According to the description under the section Running, a node must be picked, after which the behavior is deterministic. This is a rather incomplete description. How is the behavior of the node defined after it is picked? I suppose it is updating or replacing the value s_i with it's activation a_i (according to the definition given earlier), but it would be better if this is stated explicitly. —Preceding unsigned comment added by 140.78.124.18 (talk) 17:06, 29 June 2009 (UTC)[reply]

I will re-write the running section, and explicitly detail the process Razvan Marinescu (talk) 12:08, 12 January 2013 (UTC)[reply]

My error - I misread the context of his statement. The condition of symmetric weights guarantees that following the update rule makes energy a monotonically decreasing function, which guarantees convergence to local minima, however, non-symmetric weights do not seem to impare the use of the network as a content-addressable memory system. — Preceding unsigned comment added by Corvi42 (talk • contribs)

With non-symmetric weights, the attractors can be periodic or chaotic, which makes it less usable for retrieving a memory. Dicklyon (talk) 16:10, 28 March 2014 (UTC)[reply]

If you refer to the origina Hopfield paper ( citied at the bottom of the page ) he discusses the performance of networks with the "special case" of symmetric weights, but says that the network performs just as well with non-symmetric weights. Specifically he says: "The flow in phase space produced by this model algorithm has the properties necessary for a content-addressable memory whether or not Tij is symmetric" (Hopfield, 1982, p. 2556) — Preceding unsigned comment added by Corvi42 (talk • contribs)

Extracted material =
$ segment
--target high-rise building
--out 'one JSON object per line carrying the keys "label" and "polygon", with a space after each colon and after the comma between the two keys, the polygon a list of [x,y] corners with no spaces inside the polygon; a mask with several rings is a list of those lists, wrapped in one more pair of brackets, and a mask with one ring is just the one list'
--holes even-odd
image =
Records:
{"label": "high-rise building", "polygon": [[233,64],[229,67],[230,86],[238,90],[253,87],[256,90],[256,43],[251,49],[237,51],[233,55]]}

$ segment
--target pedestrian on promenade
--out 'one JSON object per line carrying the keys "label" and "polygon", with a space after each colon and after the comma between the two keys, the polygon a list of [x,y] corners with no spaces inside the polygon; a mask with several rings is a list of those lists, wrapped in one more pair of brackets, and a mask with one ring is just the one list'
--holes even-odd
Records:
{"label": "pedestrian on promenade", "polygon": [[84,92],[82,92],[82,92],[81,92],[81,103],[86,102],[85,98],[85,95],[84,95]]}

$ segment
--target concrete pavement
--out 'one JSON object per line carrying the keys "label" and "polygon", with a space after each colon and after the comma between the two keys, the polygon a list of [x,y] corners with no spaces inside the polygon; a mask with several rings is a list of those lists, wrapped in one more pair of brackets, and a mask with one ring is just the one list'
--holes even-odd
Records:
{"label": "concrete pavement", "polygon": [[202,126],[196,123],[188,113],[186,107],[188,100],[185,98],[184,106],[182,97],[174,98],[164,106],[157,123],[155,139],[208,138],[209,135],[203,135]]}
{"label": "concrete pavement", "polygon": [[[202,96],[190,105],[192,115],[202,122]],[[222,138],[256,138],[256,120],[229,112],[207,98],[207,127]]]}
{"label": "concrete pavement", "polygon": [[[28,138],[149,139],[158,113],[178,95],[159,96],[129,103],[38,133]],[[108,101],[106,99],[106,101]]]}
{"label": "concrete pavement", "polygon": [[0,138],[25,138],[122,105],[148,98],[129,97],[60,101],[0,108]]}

Short problem = Carry the Hopfield network talk-page discussion forward, starting after its final comment.

Exercise output =
That's right. He says in the 1982 paper (and repeats in the ones from 1984 and 1986) that the weights should be more or less symmetric in order to converge. --Ben ^T/_C 14:27, 5 July 2007 (UTC)[reply]

Hello!

I had some classes this week which involved the definitions of Hopfield networks and Ising model, and came here to look for further information/links.

There is a link in this article to Ising model, but nothing is written in the article body that explains the connections between the two concepts, maybe someone could fill that gap in?

(I'll try after I've studied enough to understand the connection myself).

Cheers — Preceding unsigned comment added by 157.82.246.144 (talk • contribs)

The Ising model is a model of ferromagnetism. Atoms are bipolar (i.e. either positive or negative) and they have connections and local interactions of atoms can lead to some state transitions on a global level. They are the theoretical foundation of Hopfield Networks and Hopfield specifically mentions them and changes the atoms to McCulloch-Pitts neurons, i.e. he gives them a threshold. --Ben ^T/_C 14:33, 5 July 2007 (UTC)[reply]

See reference to Little in the main article. mcyp (talk) 20:38, 18 March 2021 (UTC)[reply]

The relation between the a[i]'s and the s[i]'s is not clear. Are the a[i]'s just the updated values of the s[i]'s? In that case, why not call them both s[i]?

Another terminological matter: The article says

Hopfield nets can either have units that take on values of 1 or -1, or units that take on values of 1 or 0.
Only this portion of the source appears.